Location identification entries
============

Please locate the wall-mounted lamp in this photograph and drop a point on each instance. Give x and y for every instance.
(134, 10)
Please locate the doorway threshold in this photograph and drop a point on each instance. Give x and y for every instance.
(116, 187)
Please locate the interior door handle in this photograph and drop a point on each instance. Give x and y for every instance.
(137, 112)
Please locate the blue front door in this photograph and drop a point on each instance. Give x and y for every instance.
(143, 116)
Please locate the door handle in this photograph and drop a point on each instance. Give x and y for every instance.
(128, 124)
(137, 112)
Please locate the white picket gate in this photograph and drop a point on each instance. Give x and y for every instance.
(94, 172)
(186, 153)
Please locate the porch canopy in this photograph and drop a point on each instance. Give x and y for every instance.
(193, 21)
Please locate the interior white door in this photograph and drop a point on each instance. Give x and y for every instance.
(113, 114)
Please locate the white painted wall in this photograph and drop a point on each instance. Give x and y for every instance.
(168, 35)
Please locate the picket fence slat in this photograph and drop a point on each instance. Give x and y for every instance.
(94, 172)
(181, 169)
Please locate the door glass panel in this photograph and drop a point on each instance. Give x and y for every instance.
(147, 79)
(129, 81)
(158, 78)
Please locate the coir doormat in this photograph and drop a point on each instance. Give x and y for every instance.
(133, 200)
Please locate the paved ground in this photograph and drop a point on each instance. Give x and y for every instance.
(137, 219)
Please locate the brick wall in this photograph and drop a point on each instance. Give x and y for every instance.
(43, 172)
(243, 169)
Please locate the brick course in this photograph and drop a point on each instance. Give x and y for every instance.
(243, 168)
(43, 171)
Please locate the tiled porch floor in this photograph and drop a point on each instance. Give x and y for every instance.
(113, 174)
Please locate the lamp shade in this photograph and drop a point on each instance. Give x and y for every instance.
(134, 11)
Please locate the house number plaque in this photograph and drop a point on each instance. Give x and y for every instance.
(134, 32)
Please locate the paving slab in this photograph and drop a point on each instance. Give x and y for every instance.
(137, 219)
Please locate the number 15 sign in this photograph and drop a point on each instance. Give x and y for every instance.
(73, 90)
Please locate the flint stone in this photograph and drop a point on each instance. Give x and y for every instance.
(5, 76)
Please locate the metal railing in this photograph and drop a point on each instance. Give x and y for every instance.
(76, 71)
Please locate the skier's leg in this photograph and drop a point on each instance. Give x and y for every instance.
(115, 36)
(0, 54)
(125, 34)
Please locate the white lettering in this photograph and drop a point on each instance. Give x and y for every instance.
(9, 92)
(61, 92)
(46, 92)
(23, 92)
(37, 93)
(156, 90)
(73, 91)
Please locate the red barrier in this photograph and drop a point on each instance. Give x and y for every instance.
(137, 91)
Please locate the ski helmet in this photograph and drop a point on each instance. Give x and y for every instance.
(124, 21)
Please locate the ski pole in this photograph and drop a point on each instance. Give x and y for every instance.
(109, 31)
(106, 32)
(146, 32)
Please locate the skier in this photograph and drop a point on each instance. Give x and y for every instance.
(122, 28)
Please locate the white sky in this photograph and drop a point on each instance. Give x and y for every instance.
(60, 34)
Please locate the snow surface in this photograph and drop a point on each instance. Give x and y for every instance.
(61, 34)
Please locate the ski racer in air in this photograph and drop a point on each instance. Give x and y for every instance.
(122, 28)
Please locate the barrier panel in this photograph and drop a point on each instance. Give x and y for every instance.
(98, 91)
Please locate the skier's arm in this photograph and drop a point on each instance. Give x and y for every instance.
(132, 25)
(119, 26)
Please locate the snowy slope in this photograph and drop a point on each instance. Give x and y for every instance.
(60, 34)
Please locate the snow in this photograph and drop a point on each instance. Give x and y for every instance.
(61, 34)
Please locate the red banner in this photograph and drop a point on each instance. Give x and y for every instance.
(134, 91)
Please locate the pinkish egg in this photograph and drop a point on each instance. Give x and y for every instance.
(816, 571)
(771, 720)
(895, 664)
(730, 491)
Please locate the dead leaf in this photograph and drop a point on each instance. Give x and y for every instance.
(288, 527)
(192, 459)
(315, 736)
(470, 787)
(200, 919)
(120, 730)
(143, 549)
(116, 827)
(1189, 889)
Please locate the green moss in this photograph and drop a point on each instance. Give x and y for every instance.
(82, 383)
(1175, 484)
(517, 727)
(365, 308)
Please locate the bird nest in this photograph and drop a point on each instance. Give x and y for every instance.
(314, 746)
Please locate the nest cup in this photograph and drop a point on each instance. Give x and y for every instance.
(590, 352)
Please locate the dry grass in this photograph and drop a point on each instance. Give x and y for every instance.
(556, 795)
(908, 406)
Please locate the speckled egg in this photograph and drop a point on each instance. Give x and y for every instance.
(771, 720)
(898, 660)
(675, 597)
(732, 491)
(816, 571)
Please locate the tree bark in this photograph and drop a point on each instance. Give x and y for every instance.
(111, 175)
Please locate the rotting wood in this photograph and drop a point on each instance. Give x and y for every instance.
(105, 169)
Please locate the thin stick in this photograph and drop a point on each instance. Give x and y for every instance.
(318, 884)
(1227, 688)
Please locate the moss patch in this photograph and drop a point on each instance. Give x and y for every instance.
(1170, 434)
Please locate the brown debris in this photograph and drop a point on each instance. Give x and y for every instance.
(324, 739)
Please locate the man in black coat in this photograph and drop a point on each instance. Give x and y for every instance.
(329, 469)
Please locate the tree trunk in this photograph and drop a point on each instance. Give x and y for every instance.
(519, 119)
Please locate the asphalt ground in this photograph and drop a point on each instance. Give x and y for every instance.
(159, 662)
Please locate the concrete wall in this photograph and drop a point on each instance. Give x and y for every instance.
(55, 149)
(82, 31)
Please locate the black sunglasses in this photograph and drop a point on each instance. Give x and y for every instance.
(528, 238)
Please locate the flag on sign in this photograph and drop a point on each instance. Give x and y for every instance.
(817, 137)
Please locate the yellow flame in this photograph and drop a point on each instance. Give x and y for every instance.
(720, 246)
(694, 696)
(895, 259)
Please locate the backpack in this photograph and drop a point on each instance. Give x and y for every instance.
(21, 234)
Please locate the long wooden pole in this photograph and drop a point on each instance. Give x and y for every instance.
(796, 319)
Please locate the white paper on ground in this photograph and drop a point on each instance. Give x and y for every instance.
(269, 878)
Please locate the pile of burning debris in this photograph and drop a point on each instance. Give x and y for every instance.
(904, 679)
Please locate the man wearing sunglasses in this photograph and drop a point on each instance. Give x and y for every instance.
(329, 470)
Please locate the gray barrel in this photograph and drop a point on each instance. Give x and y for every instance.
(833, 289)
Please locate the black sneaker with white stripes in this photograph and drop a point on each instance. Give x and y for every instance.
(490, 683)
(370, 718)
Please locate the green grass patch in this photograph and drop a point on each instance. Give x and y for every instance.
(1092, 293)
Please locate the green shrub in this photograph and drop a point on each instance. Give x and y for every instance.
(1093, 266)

============

#### Task goal:
Please format the records above as a two-column CSV headed instruction and coordinates, with one row per record. Put the record's text under instruction and its answer under coordinates, quote each field, and replace line breaks with spaces.

#### Written answer:
instruction,coordinates
"Please locate the wall-mounted lamp in this photograph and drop a point on each instance. Give x and y for every instance.","(134, 10)"
"Please locate the doorway threshold in this photograph and drop a point on each instance. Give x and y for every instance.","(116, 187)"
"Please locate the interior door handle in this photograph and drop a point on each instance. Give x and y for every instance.","(137, 112)"
"Please locate the blue front door in this photograph and drop a point on each instance. Give x and y for every instance.","(143, 116)"
"Please locate the door handle in this photograph and drop a point on each instance. Give x and y for every instance.","(128, 124) (137, 112)"
"Please locate the white picket gate in this photograph and drop a point on each instance. Give x and y for every instance.","(94, 172) (186, 153)"
"Please locate the porch canopy in this photograph and drop a point on each instance. Give x and y for every instance.","(193, 21)"
"Please locate the interior white door in this photograph and drop a point on each instance. Give x and y for every instance.","(113, 114)"
"Please locate the white painted wall in this photograph and drop a point on each instance. Give x and y for every instance.","(168, 35)"
"Please locate the picket fence slat in this photograph and drop a point on each instance. Give x and y for every instance.","(94, 172) (181, 169)"
"Please locate the door glass panel in this photograph and drop a point on each instance. Give x and y for every instance.","(147, 79) (129, 81) (158, 78)"
"Please locate the coir doormat in this photograph and drop a point on each instance. Give x and y for every instance.","(133, 200)"
"Please locate the paved ground in this photograph and drop a point on each instance. Give x and y for every instance.","(137, 219)"
"Please locate the brick wall in this photograph and drop a point on each instance. Give x and y for every instance.","(43, 172) (243, 169)"
"Please locate the brick course in this photograph and drop a point on each instance. Give x and y for every instance.","(243, 168) (43, 171)"
"Please locate the tiled porch floor in this photograph and drop a point on each instance. Give x and y for every instance.","(113, 174)"
"Please locate the lamp shade in this photograph and drop a point on each instance. Give x and y for every instance.","(134, 11)"
"Please locate the house number plaque in this photograph and drop a point on each instance. Give x and y for every instance.","(134, 32)"
"Please locate the paving slab in this photograph and drop a point on each instance. Give x and y for every instance.","(137, 219)"
"Please locate the number 15 sign in this photograph and drop a point on each instance. Give x and y for every instance.","(73, 90)"
"Please locate the flint stone in this photograph and drop a point on each instance. Give x and y for every instance.","(5, 76)"
"Please locate the metal railing in this photograph and drop a point on each instance. Give x and y for every instance.","(76, 71)"
"Please locate the skier's leg in this photograph and drop a point on each instance. Give x and y for every instance.","(115, 36) (0, 54) (125, 34)"
"Please locate the white lettering in this photograph and drop a point on each instance. Give x and y for every instance.","(9, 92) (61, 92) (46, 92) (23, 92) (37, 93) (156, 90) (73, 91)"
"Please locate the red barrier in this photograph and drop a point on each instance. Give x and y for every instance.","(137, 91)"
"Please locate the ski helmet in this photograph and drop a point on each instance. Give x and y for every instance.","(124, 21)"
"Please locate the ski pole in this photograph and drop a point on each instance. Give x and y for every instance.","(109, 31) (106, 32) (146, 32)"
"Please locate the skier in this photograph and drop a point on each instance. Give x and y for every instance.","(122, 28)"
"Please locate the white sky in this photograph and drop a point on each instance. Give x and y for every instance.","(60, 34)"
"Please locate the snow surface in this photograph and drop a point on each instance. Give x and y for every instance.","(61, 34)"
"Please locate the ski racer in air in this photograph and drop a point on each instance. Give x and y for every instance.","(122, 28)"
"Please locate the barrier panel in this photograph and drop a point on each instance. Give x and y for every instance.","(98, 91)"
"Please locate the skier's arm in this photograph and drop a point on each instance. Give x and y for every instance.","(132, 25) (119, 26)"
"Please locate the snowy slope in this photograph and drop a point on each instance. Give x and y for every instance.","(60, 34)"
"Please locate the snow in this photograph and drop a point on each instance. Give x and y for every instance.","(61, 34)"
"Please locate the red banner in this photograph and drop a point on each instance. Give x and y for every instance.","(134, 91)"
"Please locate the pinkish egg in this photograph and drop a point on each instance. Give x and y for every instance.","(816, 571) (771, 720) (895, 664) (730, 491)"
"Please locate the dead leaf in this photograph and drop a point on each instance. Give x and y for every instance.","(288, 527) (192, 459) (315, 736) (470, 787) (200, 919) (120, 730) (143, 549) (116, 827) (1189, 889)"
"Please locate the green moss in this photograph and drop a point on each instance. Give x and y for every instance.","(82, 383) (1175, 484) (517, 727) (365, 308)"
"Please locate the bird nest in this photograph and drop a point on each instance. Give x and y for every instance.","(314, 746)"
"Please locate the nest cup in this photograph and drop a point on each instance. Give x and y for every instance.","(590, 352)"
"Please locate the dry grass in this photograph and drop a point on each instance. Give x and y for every instance.","(556, 795) (908, 406)"
"Please locate the speckled egg in this photograph and drop a point on each instance. Give x and y for every instance.","(771, 720) (898, 660) (675, 597) (732, 491) (816, 571)"
"Please locate the tree bark in this photograph and drop a point on each instance. Give x and y for every instance.","(111, 175)"
"Please locate the rotting wood in this photograph and drop a point on each instance. Give x and y for every instance.","(105, 169)"
"Please locate the thin stick in this photograph and drop a point on each instance. Give x and y for every instance.","(318, 884) (1227, 688)"
"Please locate the moss patch in this photograph and drop a point on each instance. Give x and y for every instance.","(1170, 434)"
"Please locate the brown debris in this photograph and drop a point on each instance. Give x and y for every instance.","(324, 739)"
"Please locate the man in black coat in this photograph and drop a point on each instance. Give x and y for every instance.","(329, 469)"
"Please locate the tree trunk in this photograph and drop a point on each instance. Give x and y for every instance.","(519, 119)"
"Please locate the asphalt ground in this photograph and drop a point on each instance. Give x and y for every instance.","(159, 662)"
"Please locate the concrete wall in this photograph and drop a point on each instance. Give x and y for every instance.","(55, 149) (82, 31)"
"Please locate the black sunglasses in this photograph and drop a point on each instance. Give x and y for every instance.","(528, 238)"
"Please locate the flag on sign in this photograph and drop a point on each instance. Give x and y for every instance.","(817, 137)"
"Please locate the yellow flame in this photograph and drop a point on each instance. Give x and y for every instance.","(720, 246) (694, 696) (895, 259)"
"Please locate the backpack in this photograph and drop a point on each instance. Give x and y for every instance.","(21, 234)"
"Please locate the long wooden pole in this photograph and drop a point on each instance. Give x and y for every instance.","(796, 319)"
"Please locate the white paper on ground in this photograph and drop a point on each instance. Give x and y for every instance.","(269, 878)"
"Please locate the pile of burning debris in this photograph and drop a point on each instance. Give x and y for every instance.","(904, 679)"
"Please locate the man wearing sunglasses in this photograph and drop a point on each instance. Give x and y for every instance.","(329, 470)"
"Please locate the gray barrel in this photograph and drop a point on each instance. Give x and y for every instance.","(833, 289)"
"Please locate the black sneaker with white stripes in this photograph and drop a point on each instance. Give x and y for every instance.","(490, 683) (370, 718)"
"Please locate the green grass patch in this photograph and drop a point on each instance. Give x and y for every instance.","(1092, 293)"
"Please locate the green shrub in this photograph and drop a point on each instance. Give x and y for every instance.","(1093, 266)"